Le saviez-vous ? En nombre de pratiquants, la France est le deuxième pays mondial du camping juste derrière les États-Unis. En 2023, ce sont 22 millions de touristes (dont 1/3 d’étrangers) qui ont pratiqué cette activité, soit près d’un tiers de la population du pays. En plein été, nous avons décidé de nous intéresser au sujet en partant à la rencontre d’Olivier Sirost, professeur à l’UFR STAPS de l’université de Rouen Normandie, directeur de l’unité de recherche CETAPS et grand spécialiste du camping. Ce sociologue des loisirs travaille depuis près de 30 ans sur le sujet. Il étudie les évolutions de ce phénomène avec des enquêtes démographiques sur le terrain, en rencontrant les acteurs des fédérations et des associations ou encore en travaillant sur les archives historiques. Il évoque avec nous les grandes différences entre deux types de camping.
Le camping, d'alternative hygiéniste à parc à thèmes
Olivier Sirost revient sur l’histoire du camping, de sa naissance et son lien avec le sport jusqu’à la création de la fédération d’hôtellerie de plein air qui a radicalement changé la manière de camper.

> _Entrées d'un jeu de données de pointage_:
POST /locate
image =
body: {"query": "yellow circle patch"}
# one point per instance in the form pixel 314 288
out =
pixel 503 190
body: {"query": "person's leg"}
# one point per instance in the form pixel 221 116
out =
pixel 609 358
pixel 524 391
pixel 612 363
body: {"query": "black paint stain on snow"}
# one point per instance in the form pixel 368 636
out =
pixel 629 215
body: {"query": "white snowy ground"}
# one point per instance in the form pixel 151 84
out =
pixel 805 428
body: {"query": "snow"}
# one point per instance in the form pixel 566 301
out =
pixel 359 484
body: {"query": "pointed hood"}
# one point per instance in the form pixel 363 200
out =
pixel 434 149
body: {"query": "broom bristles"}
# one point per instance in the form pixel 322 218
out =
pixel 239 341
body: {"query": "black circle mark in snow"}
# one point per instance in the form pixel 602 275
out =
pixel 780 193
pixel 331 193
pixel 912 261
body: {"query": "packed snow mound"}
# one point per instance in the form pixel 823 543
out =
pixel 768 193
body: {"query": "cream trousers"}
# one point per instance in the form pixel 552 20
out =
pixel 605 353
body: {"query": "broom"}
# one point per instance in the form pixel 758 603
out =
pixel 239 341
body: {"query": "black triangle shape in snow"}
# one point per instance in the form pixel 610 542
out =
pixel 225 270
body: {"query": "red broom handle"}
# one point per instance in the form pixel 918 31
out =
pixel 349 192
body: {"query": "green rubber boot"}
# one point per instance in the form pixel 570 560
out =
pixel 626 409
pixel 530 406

> _Objectifs_:
#1 Réécrivez sous forme de liste le paragraphe du texte sur le camping qui commence par « Le saviez-vous ? », en conservant ses faits principaux.
#2 Selon le texte sur le camping, depuis combien de temps Olivier Sirost travaille-t-il sur ce sujet ?
#3 Rédigez la suite du texte sur le camping, en commençant après sa dernière phrase.

> _Réponses de l'exercice_:
#1
- La France est le deuxième pays mondial du camping en nombre de pratiquants, juste derrière les États-Unis.
- En 2023, 22 millions de touristes, dont un tiers d'étrangers, ont fait du camping, soit près d'un tiers de la population du pays.
- Olivier Sirost est professeur à l'UFR STAPS de l'université de Rouen Normandie, directeur de l'unité de recherche CETAPS et grand spécialiste du camping.
- Ce sociologue des loisirs étudie le sujet depuis près de 30 ans à l'aide d'enquêtes démographiques sur le terrain. Il rencontre aussi des acteurs des fédérations et des associations et travaille sur des archives historiques.
- Il présente les grandes différences entre deux types de camping.

#2 Depuis près de 30 ans.

#3
« Derrière le camping, il y a au départ quelque chose de tout aussi important, qui est l’invention de ce qu’on appelle le plein air. C’est à la fois une alternative hygiéniste, pour sortir de la ville, du mode de vie industrielle, mais c’est aussi une manière de réinventer et de se réapproprier la nature. Le camping, c’est aussi le vecteur de diffusion d’énormément de sports à une époque où il n’y a pas d’équipements sportifs en France. C’est par exemple le cas du volley-ball qui grandit sur les terrains de camping, bien avant la création de la fédération française. Le camping devient même une sorte de sport codifié avec des épreuves pour rallier une distance à vélo, le fait d’être capable de monter un campement dans un temps chronométré, réaliser un feu, etc. C’est hybridé entre le développement de sport et des techniques de mouvement de jeunesse comme le scoutisme. Dans les années 30, au moment où les fédérations sportives vont se développer, quand on va mettre le sport en spectacle sous forme de grandes compétitions internationales, le plein air va se détacher de cette motivation-là. Le camping et le plein air vont plutôt tendre vers la prise de temps, l’exploration du paysage, le fait de se réapproprier la France rurale. Il y a une attention qui est de plus en plus portée à la préservation de la nature et au plaisir. Cette valeur du « vivre pour vivre » devient une valeur partagée de manière quasi unanime dans la société française. Elle est promue d’une part par le gouvernement du Front Populaire en 1936, avec les premiers congés payés pour tous, et d’autre part, par des clubs de vacances. C’est sur ce registre-là que s’inscrit la fondation des clubs de vacances comme le Club Méditerranée dans les années 50 ».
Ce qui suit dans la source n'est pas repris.